## Collected data entries
╔══
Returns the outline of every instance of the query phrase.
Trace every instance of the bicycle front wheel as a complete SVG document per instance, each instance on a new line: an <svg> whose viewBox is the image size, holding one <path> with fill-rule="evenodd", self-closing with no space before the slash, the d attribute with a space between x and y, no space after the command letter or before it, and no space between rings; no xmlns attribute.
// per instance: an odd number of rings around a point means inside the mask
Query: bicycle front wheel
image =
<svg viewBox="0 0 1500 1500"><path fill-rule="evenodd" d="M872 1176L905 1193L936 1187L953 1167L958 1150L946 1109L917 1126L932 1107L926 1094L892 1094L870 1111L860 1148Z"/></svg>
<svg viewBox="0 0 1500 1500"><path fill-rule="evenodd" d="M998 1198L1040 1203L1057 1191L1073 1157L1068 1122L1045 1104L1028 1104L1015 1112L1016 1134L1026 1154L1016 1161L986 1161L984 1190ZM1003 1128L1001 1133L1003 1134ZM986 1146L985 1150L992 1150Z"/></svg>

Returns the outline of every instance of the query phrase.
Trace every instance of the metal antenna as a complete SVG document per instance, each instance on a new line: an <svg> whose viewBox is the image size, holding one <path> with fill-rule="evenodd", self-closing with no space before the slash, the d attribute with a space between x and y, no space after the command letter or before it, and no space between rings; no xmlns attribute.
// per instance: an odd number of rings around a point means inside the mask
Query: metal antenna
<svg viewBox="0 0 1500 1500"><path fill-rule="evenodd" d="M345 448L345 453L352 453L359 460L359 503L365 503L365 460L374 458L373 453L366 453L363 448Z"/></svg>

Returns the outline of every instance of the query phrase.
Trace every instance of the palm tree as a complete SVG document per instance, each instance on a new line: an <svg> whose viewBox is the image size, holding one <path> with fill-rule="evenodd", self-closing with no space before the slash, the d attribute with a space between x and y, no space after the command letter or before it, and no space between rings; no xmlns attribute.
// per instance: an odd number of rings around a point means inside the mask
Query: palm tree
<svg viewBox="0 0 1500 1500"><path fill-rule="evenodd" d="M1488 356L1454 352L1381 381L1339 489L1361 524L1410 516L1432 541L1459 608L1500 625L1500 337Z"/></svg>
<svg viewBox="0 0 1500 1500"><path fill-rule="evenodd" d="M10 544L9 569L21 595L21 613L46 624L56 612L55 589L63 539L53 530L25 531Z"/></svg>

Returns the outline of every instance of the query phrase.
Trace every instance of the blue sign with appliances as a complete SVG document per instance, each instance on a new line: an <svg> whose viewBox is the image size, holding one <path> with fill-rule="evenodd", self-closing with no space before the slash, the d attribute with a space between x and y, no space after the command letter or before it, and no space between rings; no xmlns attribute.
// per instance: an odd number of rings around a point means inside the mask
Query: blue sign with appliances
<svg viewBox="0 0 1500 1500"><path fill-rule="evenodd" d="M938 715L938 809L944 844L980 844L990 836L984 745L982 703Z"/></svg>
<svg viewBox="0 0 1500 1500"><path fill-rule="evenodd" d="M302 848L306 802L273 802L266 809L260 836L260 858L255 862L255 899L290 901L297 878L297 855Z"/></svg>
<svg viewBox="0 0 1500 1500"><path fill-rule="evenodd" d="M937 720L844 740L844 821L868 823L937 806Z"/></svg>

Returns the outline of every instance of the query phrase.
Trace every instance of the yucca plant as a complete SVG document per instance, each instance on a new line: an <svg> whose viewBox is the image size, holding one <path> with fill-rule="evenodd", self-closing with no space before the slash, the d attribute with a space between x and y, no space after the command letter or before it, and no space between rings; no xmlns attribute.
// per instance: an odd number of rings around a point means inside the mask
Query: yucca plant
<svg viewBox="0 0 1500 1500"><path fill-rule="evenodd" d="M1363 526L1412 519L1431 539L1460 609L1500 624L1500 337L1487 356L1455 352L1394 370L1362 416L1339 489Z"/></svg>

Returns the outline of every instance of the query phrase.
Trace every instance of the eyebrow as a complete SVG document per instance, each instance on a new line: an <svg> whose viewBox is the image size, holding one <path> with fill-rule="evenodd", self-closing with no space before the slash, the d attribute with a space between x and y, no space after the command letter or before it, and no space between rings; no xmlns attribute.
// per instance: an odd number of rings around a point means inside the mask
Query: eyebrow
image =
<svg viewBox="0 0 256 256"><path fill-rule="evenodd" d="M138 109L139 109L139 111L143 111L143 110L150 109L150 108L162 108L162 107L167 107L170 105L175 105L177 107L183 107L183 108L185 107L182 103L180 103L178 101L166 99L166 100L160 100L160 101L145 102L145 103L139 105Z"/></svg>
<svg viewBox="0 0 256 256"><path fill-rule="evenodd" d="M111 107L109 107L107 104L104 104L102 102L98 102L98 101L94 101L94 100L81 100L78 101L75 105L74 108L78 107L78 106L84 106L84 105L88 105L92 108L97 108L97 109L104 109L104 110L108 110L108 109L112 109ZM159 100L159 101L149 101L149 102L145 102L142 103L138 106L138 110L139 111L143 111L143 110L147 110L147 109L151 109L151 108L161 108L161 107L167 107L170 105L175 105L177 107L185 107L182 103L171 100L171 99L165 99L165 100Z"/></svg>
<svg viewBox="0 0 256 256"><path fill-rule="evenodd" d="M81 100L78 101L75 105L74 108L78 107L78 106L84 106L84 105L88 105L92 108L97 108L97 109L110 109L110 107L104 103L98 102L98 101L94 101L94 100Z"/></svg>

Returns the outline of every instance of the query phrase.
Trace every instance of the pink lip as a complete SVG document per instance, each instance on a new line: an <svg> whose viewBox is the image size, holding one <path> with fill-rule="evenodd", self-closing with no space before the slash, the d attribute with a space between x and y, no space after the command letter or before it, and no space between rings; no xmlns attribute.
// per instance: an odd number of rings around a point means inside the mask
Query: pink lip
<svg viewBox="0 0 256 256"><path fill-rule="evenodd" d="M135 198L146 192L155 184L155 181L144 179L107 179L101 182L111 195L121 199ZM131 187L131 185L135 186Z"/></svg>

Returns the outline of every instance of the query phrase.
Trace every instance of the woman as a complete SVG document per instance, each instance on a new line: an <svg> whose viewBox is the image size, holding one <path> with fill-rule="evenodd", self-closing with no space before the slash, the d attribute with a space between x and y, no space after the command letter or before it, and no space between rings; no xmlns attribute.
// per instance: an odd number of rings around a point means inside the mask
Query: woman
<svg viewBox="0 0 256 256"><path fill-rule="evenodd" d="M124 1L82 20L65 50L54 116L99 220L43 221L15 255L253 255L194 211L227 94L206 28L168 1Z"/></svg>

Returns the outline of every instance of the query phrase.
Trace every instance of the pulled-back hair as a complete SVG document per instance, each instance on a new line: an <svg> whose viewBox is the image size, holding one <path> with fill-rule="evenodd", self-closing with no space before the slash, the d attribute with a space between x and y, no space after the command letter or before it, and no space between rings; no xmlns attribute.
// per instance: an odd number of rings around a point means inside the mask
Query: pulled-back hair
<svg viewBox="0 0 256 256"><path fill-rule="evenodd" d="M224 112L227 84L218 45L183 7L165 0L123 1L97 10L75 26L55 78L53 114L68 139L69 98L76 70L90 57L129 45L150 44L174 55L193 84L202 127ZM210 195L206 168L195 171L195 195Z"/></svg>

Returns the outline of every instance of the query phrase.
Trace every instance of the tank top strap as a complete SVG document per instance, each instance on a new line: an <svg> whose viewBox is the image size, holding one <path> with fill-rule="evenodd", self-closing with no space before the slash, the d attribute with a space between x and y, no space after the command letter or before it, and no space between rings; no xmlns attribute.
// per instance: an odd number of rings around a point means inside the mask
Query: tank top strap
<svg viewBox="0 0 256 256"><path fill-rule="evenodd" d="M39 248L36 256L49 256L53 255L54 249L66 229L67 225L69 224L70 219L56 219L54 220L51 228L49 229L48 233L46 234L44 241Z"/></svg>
╚══
## Instructions for the task
Each record above should be given again exactly as it appears.

## Task response
Returns the outline of every instance of the query phrase.
Trace every instance of the bicycle front wheel as a complete SVG document per instance, each instance on a new line: an <svg> whose viewBox is the image size, holding one <path> with fill-rule="evenodd", self-closing with no space before the slash, the d attribute with a space between x and y, no space after the command letter or before it, and no space between rings; no xmlns attribute.
// per instance: an odd number of rings around a point means inside the mask
Query: bicycle front wheel
image =
<svg viewBox="0 0 1500 1500"><path fill-rule="evenodd" d="M872 1176L905 1193L936 1187L953 1167L958 1150L946 1109L917 1126L932 1107L926 1094L892 1094L870 1111L860 1148Z"/></svg>
<svg viewBox="0 0 1500 1500"><path fill-rule="evenodd" d="M998 1198L1040 1203L1057 1191L1073 1157L1068 1122L1045 1104L1028 1104L1015 1112L1016 1134L1026 1154L1016 1161L986 1161L984 1190ZM1003 1128L1001 1133L1003 1134ZM986 1146L985 1150L992 1150Z"/></svg>

Returns the outline of every instance of the query phrase.
Trace every instance of the metal antenna as a complete SVG document per instance, each instance on a new line: an <svg> whose viewBox is the image size, holding one <path> with fill-rule="evenodd", self-closing with no space before the slash, the d attribute with a space between x and y, no space after the command letter or before it, and no space between rings; no xmlns attribute.
// per instance: an odd number of rings around a point means inside the mask
Query: metal antenna
<svg viewBox="0 0 1500 1500"><path fill-rule="evenodd" d="M345 448L345 453L352 453L359 460L359 503L365 503L365 460L374 458L373 453L366 453L363 448Z"/></svg>

Returns the outline of every instance of the query phrase.
Trace every instance of the palm tree as a complete SVG document per instance, each instance on a new line: an <svg> whose viewBox is the image size, holding one <path> with fill-rule="evenodd", self-closing with no space before the slash, the d attribute with a space between x and y, no space after the command letter or before it, and no space between rings; no xmlns attribute.
// per instance: an odd number of rings around a point means inside the mask
Query: palm tree
<svg viewBox="0 0 1500 1500"><path fill-rule="evenodd" d="M1488 356L1454 352L1381 381L1339 489L1361 524L1410 516L1432 541L1459 608L1500 625L1500 337Z"/></svg>
<svg viewBox="0 0 1500 1500"><path fill-rule="evenodd" d="M10 544L9 569L21 595L21 613L46 624L56 612L55 589L63 539L53 530L25 531Z"/></svg>

Returns the outline of every instance of the query phrase.
Trace every instance of the blue sign with appliances as a complete SVG document per instance, each instance on a new line: an <svg> whose viewBox is the image size, holding one <path> with fill-rule="evenodd", self-closing with no space before the slash, the d attribute with a space between x and y, no space after the command letter or before it, and no space between rings; no xmlns attribute.
// per instance: an odd number of rings around a point means inside the mask
Query: blue sign with appliances
<svg viewBox="0 0 1500 1500"><path fill-rule="evenodd" d="M938 715L938 809L944 844L980 844L990 836L984 745L982 703Z"/></svg>
<svg viewBox="0 0 1500 1500"><path fill-rule="evenodd" d="M302 848L306 802L273 802L266 809L260 836L260 858L255 862L255 899L290 901L297 878L297 855Z"/></svg>
<svg viewBox="0 0 1500 1500"><path fill-rule="evenodd" d="M937 720L844 740L844 821L868 823L937 806Z"/></svg>

Returns the outline of every instance of the query phrase.
Trace every instance of the yucca plant as a complete SVG document per instance, each instance on a new line: an <svg> whose viewBox is the image size, holding one <path> with fill-rule="evenodd", self-closing with no space before the slash, the d attribute with a space between x and y, no space after the command letter or before it, and no space between rings; no xmlns attribute.
// per instance: an odd number of rings around a point means inside the mask
Query: yucca plant
<svg viewBox="0 0 1500 1500"><path fill-rule="evenodd" d="M1363 526L1412 519L1431 539L1460 609L1500 624L1500 337L1487 356L1455 352L1394 370L1362 416L1339 489Z"/></svg>

Returns the outline of every instance of the query phrase.
Trace every instance of the eyebrow as a complete SVG document per instance, each instance on a new line: an <svg> whose viewBox is the image size, holding one <path> with fill-rule="evenodd", self-closing with no space before the slash, the d attribute with a space between x and y, no space after the command letter or before it, and no space between rings; no xmlns attribute.
// per instance: an odd number of rings around a point means inside the mask
Query: eyebrow
image =
<svg viewBox="0 0 256 256"><path fill-rule="evenodd" d="M138 109L139 109L139 111L143 111L143 110L150 109L150 108L162 108L162 107L167 107L170 105L175 105L177 107L183 107L183 108L185 107L182 103L180 103L178 101L166 99L166 100L160 100L160 101L145 102L145 103L139 105Z"/></svg>
<svg viewBox="0 0 256 256"><path fill-rule="evenodd" d="M111 107L109 107L107 104L104 104L102 102L98 102L98 101L94 101L94 100L81 100L78 101L75 105L74 108L78 107L78 106L84 106L84 105L88 105L92 108L97 108L97 109L104 109L104 110L108 110L108 109L112 109ZM159 100L159 101L149 101L149 102L145 102L142 103L138 106L138 110L139 111L143 111L143 110L147 110L147 109L151 109L151 108L161 108L161 107L167 107L170 105L175 105L177 107L185 107L182 103L171 100L171 99L165 99L165 100Z"/></svg>
<svg viewBox="0 0 256 256"><path fill-rule="evenodd" d="M81 100L78 101L75 105L74 108L78 107L78 106L84 106L84 105L88 105L92 108L97 108L97 109L110 109L110 107L104 103L98 102L98 101L94 101L94 100Z"/></svg>

Returns the outline of every instance of the query phrase.
Trace every instance of the pink lip as a complete SVG document per instance, each instance on a new line: an <svg> whose viewBox is the image size, holding one <path> with fill-rule="evenodd", self-closing with no space before the slash, the d attribute with a space between x and y, no space after the command letter or before it, and no space between rings; no xmlns attribute.
// per instance: an odd number of rings around a point means inside the mask
Query: pink lip
<svg viewBox="0 0 256 256"><path fill-rule="evenodd" d="M135 198L146 192L155 184L155 181L144 179L107 179L101 182L111 195L121 199ZM131 187L131 185L135 186Z"/></svg>

Returns the outline of every instance of the query phrase.
Trace every instance of the woman as a complete SVG document per instance, each instance on a new line: an <svg> whose viewBox is the image size, holding one <path> with fill-rule="evenodd", self-closing with no space before the slash, the d attribute with a space between x and y, no space after the command letter or before it, and no space between rings; no xmlns attribute.
// per instance: an odd number of rings around a point means inside the mask
Query: woman
<svg viewBox="0 0 256 256"><path fill-rule="evenodd" d="M124 1L82 20L65 50L54 116L99 220L43 221L15 255L253 255L194 211L227 94L206 28L168 1Z"/></svg>

Returns the outline of every instance of the query phrase.
Trace every instance of the pulled-back hair as a complete SVG document per instance, each instance on a new line: an <svg> whose viewBox is the image size, holding one <path> with fill-rule="evenodd", self-closing with no space before the slash, the d attribute with a space between x and y, no space after the command letter or before it, and no space between rings; no xmlns attribute.
// per instance: an odd number of rings around a point means inside the mask
Query: pulled-back hair
<svg viewBox="0 0 256 256"><path fill-rule="evenodd" d="M224 112L227 84L218 45L183 7L165 0L123 1L97 10L75 26L55 78L53 114L68 139L69 98L76 70L90 57L129 45L150 44L174 55L193 84L202 127ZM210 195L206 168L195 171L195 195Z"/></svg>

Returns the outline of every instance of the query phrase.
Trace every instance of the tank top strap as a complete SVG document per instance, each instance on a new line: an <svg> whose viewBox is the image size, holding one <path> with fill-rule="evenodd", self-closing with no space before the slash, the d attribute with a space between x and y, no space after the command letter or before it, and no space between rings; no xmlns attribute.
// per instance: an odd number of rings around a point means inside the mask
Query: tank top strap
<svg viewBox="0 0 256 256"><path fill-rule="evenodd" d="M39 248L36 256L49 256L53 255L54 249L66 229L67 225L69 224L70 219L56 219L54 220L51 228L49 229L48 233L46 234L44 241Z"/></svg>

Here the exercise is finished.